Records supplied –
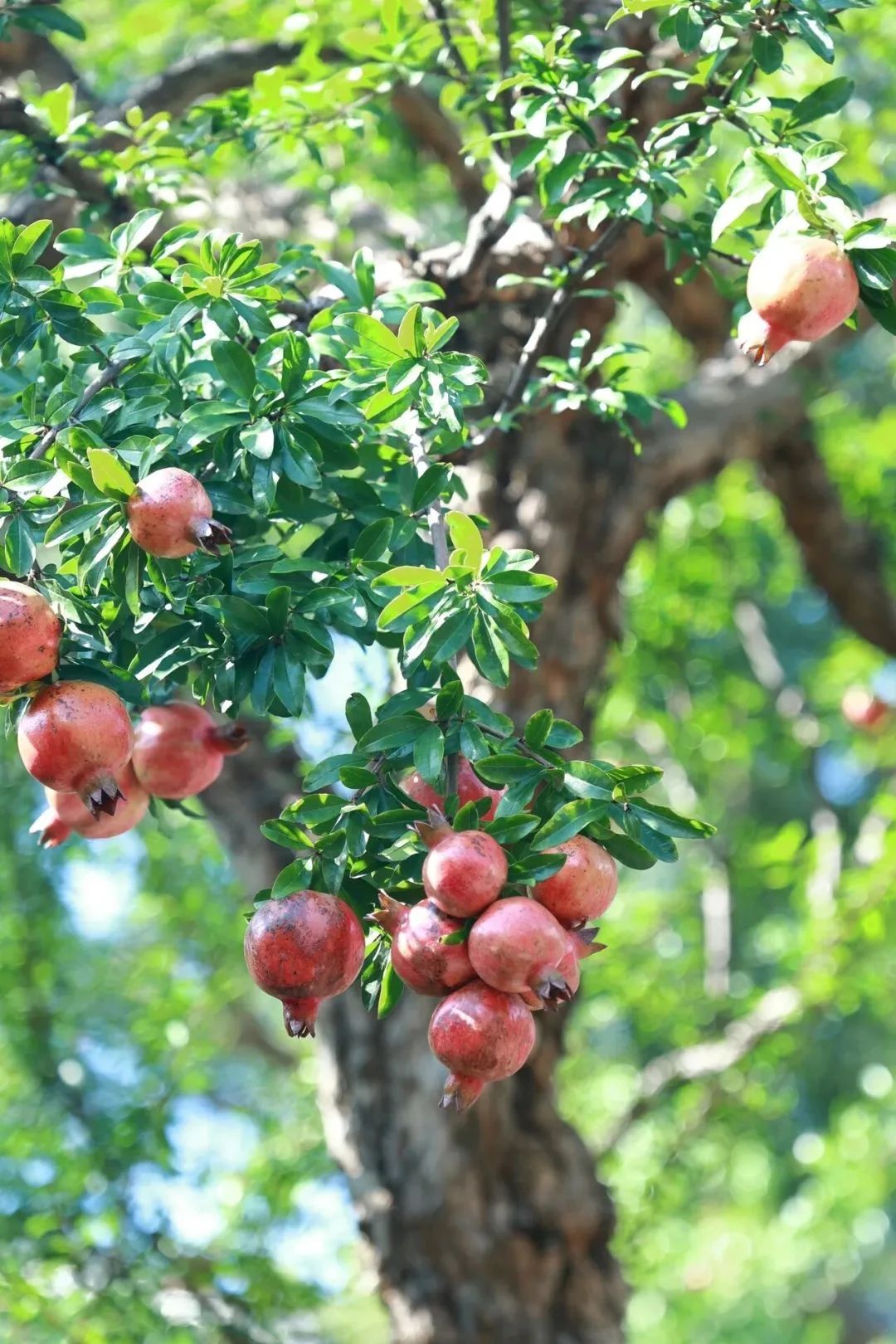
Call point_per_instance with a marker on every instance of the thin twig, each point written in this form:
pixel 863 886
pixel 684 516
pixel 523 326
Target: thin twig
pixel 561 301
pixel 504 58
pixel 105 379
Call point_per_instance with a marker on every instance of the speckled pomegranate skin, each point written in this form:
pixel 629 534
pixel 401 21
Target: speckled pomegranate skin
pixel 516 945
pixel 421 958
pixel 66 813
pixel 163 511
pixel 180 749
pixel 30 633
pixel 480 1035
pixel 464 873
pixel 74 737
pixel 303 949
pixel 469 789
pixel 585 886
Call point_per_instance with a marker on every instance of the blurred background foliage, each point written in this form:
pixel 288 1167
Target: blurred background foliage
pixel 163 1174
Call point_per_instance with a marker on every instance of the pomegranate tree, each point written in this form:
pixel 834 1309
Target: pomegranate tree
pixel 169 515
pixel 421 956
pixel 30 633
pixel 480 1035
pixel 303 949
pixel 75 737
pixel 180 749
pixel 583 888
pixel 66 812
pixel 518 947
pixel 800 288
pixel 469 789
pixel 464 871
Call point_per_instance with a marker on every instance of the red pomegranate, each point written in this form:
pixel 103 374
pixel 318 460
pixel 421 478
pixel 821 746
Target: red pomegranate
pixel 419 956
pixel 464 871
pixel 169 515
pixel 480 1035
pixel 30 633
pixel 518 947
pixel 180 749
pixel 800 288
pixel 583 888
pixel 74 738
pixel 66 813
pixel 864 710
pixel 303 949
pixel 469 789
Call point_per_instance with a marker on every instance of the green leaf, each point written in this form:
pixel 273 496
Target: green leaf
pixel 410 334
pixel 570 821
pixel 410 576
pixel 373 541
pixel 488 650
pixel 466 538
pixel 289 679
pixel 359 715
pixel 401 730
pixel 429 753
pixel 109 475
pixel 391 990
pixel 688 28
pixel 816 35
pixel 778 173
pixel 767 51
pixel 830 97
pixel 871 270
pixel 236 366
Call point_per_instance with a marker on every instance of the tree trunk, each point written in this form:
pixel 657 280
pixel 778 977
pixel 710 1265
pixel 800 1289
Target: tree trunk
pixel 486 1227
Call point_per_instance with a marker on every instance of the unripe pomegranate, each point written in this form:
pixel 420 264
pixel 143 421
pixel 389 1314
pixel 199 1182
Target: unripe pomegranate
pixel 464 871
pixel 864 710
pixel 180 749
pixel 583 888
pixel 66 813
pixel 518 947
pixel 800 288
pixel 30 633
pixel 469 789
pixel 169 515
pixel 303 949
pixel 480 1035
pixel 74 738
pixel 419 956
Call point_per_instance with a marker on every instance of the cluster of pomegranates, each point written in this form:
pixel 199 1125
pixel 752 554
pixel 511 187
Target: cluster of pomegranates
pixel 800 288
pixel 78 741
pixel 492 960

Task description – Output the entries above verbatim. Omit the images.

Exercise solution –
Call point_per_instance with a marker on every instance of the thin twig, each point written in this form:
pixel 863 886
pixel 684 516
pixel 523 326
Target: thin twig
pixel 561 301
pixel 504 58
pixel 105 379
Call point_per_instance with a marker on every instance of the speckled pomegranate skin, each point written in this form:
pixel 629 534
pixel 401 21
Target: speckled pomegranate skin
pixel 516 945
pixel 421 958
pixel 66 813
pixel 163 511
pixel 180 749
pixel 30 633
pixel 480 1035
pixel 464 873
pixel 74 737
pixel 303 949
pixel 469 789
pixel 585 886
Call point_per_instance with a marker on every instance of the blurred background foliage, each point written in this form:
pixel 288 1167
Target: blurred background foliage
pixel 163 1174
Call point_per_instance with a marker on every instance of the pomegranate tree, each point written in this form:
pixel 834 1309
Target: pomegranate tree
pixel 169 515
pixel 421 956
pixel 30 633
pixel 480 1035
pixel 303 949
pixel 75 737
pixel 180 749
pixel 583 888
pixel 66 812
pixel 518 947
pixel 800 288
pixel 469 789
pixel 464 871
Call point_per_instance with a marker on every instance of the red pomegranate, each point written in this form:
pixel 103 374
pixel 318 460
pixel 421 478
pixel 821 746
Target: red pomegranate
pixel 419 956
pixel 464 871
pixel 169 515
pixel 480 1035
pixel 30 633
pixel 518 947
pixel 180 749
pixel 800 288
pixel 583 888
pixel 74 738
pixel 66 813
pixel 864 710
pixel 303 949
pixel 469 789
Call point_per_instance with a marker on every instance of the green leaf, each point written in this form:
pixel 273 496
Target: green leaf
pixel 410 334
pixel 570 821
pixel 410 576
pixel 373 541
pixel 488 650
pixel 466 538
pixel 289 679
pixel 359 715
pixel 401 730
pixel 429 753
pixel 109 475
pixel 391 990
pixel 688 28
pixel 816 35
pixel 778 173
pixel 767 51
pixel 830 97
pixel 871 270
pixel 236 366
Call point_per_instance with a marker on every instance of the tree trunk, each point written in this form:
pixel 657 280
pixel 778 977
pixel 710 1265
pixel 800 1289
Target: tree trunk
pixel 486 1227
Call point_per_instance with a marker on every instance of the unripe pomegranate, each point written in this form:
pixel 420 264
pixel 143 421
pixel 389 1314
pixel 199 1182
Target: unripe pomegranate
pixel 464 871
pixel 864 710
pixel 180 749
pixel 583 888
pixel 66 813
pixel 518 947
pixel 800 288
pixel 30 633
pixel 469 789
pixel 169 515
pixel 303 949
pixel 480 1035
pixel 74 738
pixel 419 956
Call point_per_instance with a marker on every instance of the cluster of pomegranates, each point written in this form:
pixel 199 1125
pixel 752 554
pixel 511 187
Target: cluster of pomegranates
pixel 800 288
pixel 78 741
pixel 492 960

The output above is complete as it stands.